## Exercise brief
Can you rewrite every line, from the line with "of the cabinet" up to and including the last line of the records, multiplying each coordinate by 2.4 and rounding to whole numbers with halves rounded up?

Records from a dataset
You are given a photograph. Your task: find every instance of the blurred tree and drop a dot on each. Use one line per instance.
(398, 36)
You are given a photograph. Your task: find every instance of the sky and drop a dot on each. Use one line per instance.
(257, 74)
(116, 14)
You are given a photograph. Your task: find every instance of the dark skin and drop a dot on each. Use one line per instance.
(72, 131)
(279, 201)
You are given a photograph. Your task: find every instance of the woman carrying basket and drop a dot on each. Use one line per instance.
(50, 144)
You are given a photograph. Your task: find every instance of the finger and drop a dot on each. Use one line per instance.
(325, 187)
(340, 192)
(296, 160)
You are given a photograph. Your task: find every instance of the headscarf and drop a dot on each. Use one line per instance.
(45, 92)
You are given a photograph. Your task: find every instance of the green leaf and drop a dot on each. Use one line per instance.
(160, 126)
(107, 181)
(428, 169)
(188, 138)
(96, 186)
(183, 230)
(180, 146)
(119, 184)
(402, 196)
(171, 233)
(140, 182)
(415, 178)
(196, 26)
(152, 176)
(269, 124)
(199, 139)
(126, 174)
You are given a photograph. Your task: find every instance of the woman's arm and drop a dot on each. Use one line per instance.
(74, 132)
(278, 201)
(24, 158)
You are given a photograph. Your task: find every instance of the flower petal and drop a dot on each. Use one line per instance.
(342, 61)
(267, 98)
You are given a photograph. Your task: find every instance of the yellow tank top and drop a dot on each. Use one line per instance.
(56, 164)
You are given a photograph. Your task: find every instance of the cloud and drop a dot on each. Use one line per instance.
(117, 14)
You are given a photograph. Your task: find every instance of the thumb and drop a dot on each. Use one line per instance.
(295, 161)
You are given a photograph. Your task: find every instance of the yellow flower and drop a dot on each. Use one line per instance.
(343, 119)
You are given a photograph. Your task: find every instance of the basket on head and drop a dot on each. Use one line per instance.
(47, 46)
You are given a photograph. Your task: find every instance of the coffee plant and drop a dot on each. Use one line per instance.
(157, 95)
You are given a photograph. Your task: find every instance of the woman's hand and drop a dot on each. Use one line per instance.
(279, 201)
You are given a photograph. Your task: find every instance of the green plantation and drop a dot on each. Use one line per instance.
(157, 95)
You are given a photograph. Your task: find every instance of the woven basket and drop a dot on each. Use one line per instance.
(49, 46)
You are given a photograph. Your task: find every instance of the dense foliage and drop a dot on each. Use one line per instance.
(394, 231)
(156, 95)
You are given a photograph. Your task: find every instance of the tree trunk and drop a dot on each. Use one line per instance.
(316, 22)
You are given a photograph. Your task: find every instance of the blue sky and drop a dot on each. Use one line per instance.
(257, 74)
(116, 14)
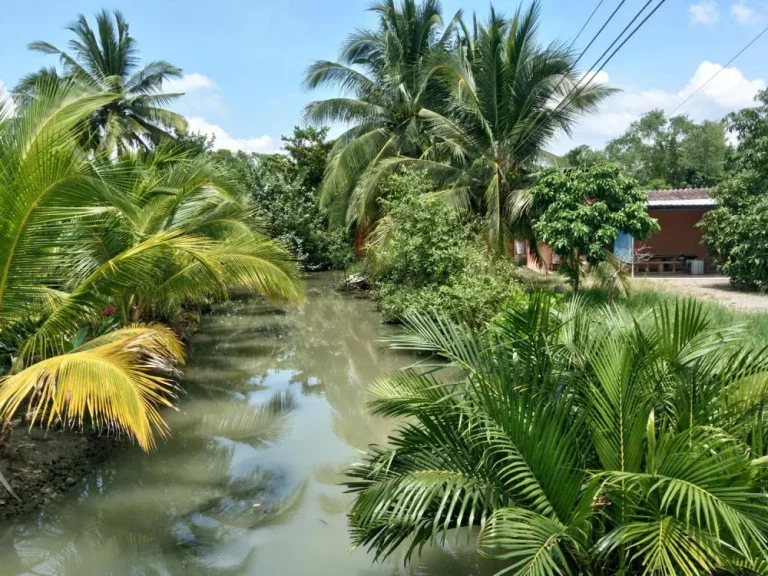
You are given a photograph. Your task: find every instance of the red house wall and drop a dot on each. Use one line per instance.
(678, 234)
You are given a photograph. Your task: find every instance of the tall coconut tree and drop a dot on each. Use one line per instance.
(105, 59)
(83, 233)
(509, 97)
(382, 73)
(579, 442)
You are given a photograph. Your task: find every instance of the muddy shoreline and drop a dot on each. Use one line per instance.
(42, 465)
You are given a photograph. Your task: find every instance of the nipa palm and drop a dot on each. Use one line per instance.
(579, 443)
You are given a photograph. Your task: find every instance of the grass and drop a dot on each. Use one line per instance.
(645, 296)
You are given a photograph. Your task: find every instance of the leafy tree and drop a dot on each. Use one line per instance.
(308, 150)
(579, 213)
(580, 441)
(284, 190)
(499, 120)
(584, 156)
(428, 259)
(85, 236)
(106, 61)
(674, 151)
(736, 233)
(383, 72)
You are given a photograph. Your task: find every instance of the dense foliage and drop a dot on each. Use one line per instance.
(428, 259)
(736, 233)
(582, 441)
(284, 189)
(383, 75)
(107, 62)
(89, 236)
(579, 213)
(477, 118)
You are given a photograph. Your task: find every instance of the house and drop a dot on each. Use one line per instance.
(674, 246)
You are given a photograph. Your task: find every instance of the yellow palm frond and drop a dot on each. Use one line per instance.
(118, 381)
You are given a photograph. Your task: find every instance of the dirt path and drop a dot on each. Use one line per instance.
(712, 288)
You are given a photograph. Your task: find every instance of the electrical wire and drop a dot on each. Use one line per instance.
(739, 53)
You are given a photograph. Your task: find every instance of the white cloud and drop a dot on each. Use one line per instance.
(705, 12)
(222, 139)
(727, 92)
(189, 83)
(744, 14)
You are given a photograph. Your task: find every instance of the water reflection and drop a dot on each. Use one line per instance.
(249, 482)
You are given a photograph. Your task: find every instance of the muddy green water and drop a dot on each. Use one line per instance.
(274, 410)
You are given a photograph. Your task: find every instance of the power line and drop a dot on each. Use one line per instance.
(595, 37)
(739, 53)
(576, 91)
(530, 131)
(589, 20)
(597, 34)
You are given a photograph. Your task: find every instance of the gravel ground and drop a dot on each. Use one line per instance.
(713, 288)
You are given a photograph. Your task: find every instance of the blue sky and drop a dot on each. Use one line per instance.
(244, 59)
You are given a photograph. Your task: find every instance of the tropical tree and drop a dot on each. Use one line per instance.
(384, 73)
(82, 234)
(580, 443)
(671, 152)
(581, 211)
(509, 97)
(106, 60)
(736, 232)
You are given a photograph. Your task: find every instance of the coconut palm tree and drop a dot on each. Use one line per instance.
(82, 234)
(383, 72)
(106, 60)
(509, 96)
(580, 443)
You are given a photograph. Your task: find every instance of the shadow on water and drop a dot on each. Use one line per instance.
(273, 412)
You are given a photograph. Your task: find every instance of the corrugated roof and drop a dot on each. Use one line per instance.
(680, 197)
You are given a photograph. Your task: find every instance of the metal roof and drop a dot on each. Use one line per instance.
(681, 198)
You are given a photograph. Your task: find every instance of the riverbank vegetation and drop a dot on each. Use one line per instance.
(581, 431)
(581, 440)
(103, 241)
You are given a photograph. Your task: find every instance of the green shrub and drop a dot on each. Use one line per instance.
(736, 233)
(428, 260)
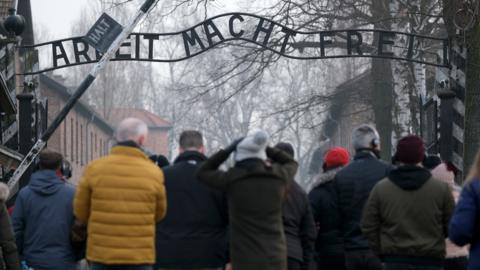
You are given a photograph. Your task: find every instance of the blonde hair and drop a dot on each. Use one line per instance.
(474, 172)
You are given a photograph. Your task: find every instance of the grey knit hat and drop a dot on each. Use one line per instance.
(253, 146)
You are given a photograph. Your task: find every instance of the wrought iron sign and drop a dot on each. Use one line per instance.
(244, 27)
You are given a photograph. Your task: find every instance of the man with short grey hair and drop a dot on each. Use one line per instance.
(133, 130)
(353, 185)
(120, 198)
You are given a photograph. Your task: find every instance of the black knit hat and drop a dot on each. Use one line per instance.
(50, 160)
(410, 150)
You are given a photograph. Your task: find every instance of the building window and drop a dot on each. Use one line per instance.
(65, 123)
(71, 141)
(91, 145)
(81, 145)
(77, 142)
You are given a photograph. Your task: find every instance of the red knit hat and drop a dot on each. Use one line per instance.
(410, 150)
(336, 157)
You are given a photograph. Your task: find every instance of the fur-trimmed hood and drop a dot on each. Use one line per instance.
(4, 192)
(326, 177)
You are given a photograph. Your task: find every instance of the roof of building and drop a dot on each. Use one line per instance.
(81, 106)
(152, 120)
(345, 93)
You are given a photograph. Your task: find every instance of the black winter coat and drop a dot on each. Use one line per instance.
(353, 185)
(8, 249)
(255, 193)
(325, 211)
(299, 226)
(195, 230)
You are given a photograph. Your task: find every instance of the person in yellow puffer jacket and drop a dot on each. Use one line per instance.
(120, 198)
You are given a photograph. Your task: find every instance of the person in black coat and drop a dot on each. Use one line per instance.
(300, 231)
(329, 243)
(193, 234)
(353, 185)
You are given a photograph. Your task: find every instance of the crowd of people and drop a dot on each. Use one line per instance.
(134, 212)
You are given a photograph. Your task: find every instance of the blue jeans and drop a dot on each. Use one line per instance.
(99, 266)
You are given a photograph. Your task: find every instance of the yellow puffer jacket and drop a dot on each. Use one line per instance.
(121, 197)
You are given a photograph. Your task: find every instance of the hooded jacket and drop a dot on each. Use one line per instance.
(9, 256)
(353, 185)
(442, 173)
(300, 230)
(255, 193)
(406, 216)
(322, 197)
(465, 225)
(42, 221)
(194, 232)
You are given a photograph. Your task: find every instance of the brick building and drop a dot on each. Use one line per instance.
(15, 137)
(84, 135)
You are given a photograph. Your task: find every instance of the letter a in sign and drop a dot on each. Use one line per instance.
(103, 33)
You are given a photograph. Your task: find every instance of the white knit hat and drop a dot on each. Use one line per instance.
(253, 146)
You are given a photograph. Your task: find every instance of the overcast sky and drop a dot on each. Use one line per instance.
(57, 15)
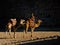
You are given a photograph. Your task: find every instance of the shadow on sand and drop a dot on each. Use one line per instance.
(45, 42)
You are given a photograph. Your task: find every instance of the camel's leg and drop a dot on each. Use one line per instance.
(10, 33)
(6, 33)
(32, 30)
(15, 34)
(26, 30)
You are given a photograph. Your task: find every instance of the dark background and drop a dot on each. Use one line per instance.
(46, 10)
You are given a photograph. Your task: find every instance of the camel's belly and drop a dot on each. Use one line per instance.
(31, 24)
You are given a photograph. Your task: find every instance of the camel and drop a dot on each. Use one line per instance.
(30, 24)
(11, 23)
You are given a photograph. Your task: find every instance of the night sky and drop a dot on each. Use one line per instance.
(46, 10)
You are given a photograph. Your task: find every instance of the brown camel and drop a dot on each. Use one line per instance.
(11, 23)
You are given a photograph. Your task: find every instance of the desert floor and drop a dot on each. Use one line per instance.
(5, 39)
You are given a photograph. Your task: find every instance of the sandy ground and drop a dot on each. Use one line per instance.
(6, 40)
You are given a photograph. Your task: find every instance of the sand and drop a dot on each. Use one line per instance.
(6, 40)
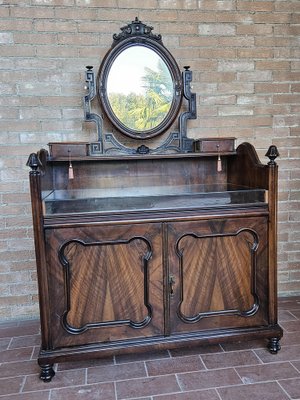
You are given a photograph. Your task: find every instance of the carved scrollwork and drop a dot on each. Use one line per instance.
(134, 29)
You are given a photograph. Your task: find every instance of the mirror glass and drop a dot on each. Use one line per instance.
(140, 88)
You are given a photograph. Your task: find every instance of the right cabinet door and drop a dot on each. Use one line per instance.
(218, 274)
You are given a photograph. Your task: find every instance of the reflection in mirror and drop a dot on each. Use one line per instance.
(140, 93)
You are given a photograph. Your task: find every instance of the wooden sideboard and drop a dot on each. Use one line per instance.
(144, 251)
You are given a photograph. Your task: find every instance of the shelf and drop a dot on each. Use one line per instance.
(145, 199)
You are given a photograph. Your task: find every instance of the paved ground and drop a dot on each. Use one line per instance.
(236, 371)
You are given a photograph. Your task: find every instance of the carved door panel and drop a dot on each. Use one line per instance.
(218, 274)
(105, 283)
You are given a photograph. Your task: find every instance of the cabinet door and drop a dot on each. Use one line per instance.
(105, 283)
(218, 274)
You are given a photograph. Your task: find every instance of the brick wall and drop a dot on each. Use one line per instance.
(245, 59)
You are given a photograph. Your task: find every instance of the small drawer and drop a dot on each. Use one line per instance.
(214, 145)
(68, 149)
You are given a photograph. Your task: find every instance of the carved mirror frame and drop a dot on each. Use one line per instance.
(134, 35)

## Completed exercise
You are given a photograph. Your task: find every instance of the cabinet door and drop a dot on each. Use one line per instance.
(252, 679)
(523, 658)
You are given a photograph. Your task: find every instance of the brick wall and drop a dot on each. Use one line per instance.
(588, 142)
You are given a photograph. Your task: find every instance of the small drawer and drop a dot on each. Use one line per instance.
(514, 348)
(163, 358)
You are given a photograph. Your task: find every instance of the carved mirror frame and drop a dot on each. Use one line per instance.
(322, 84)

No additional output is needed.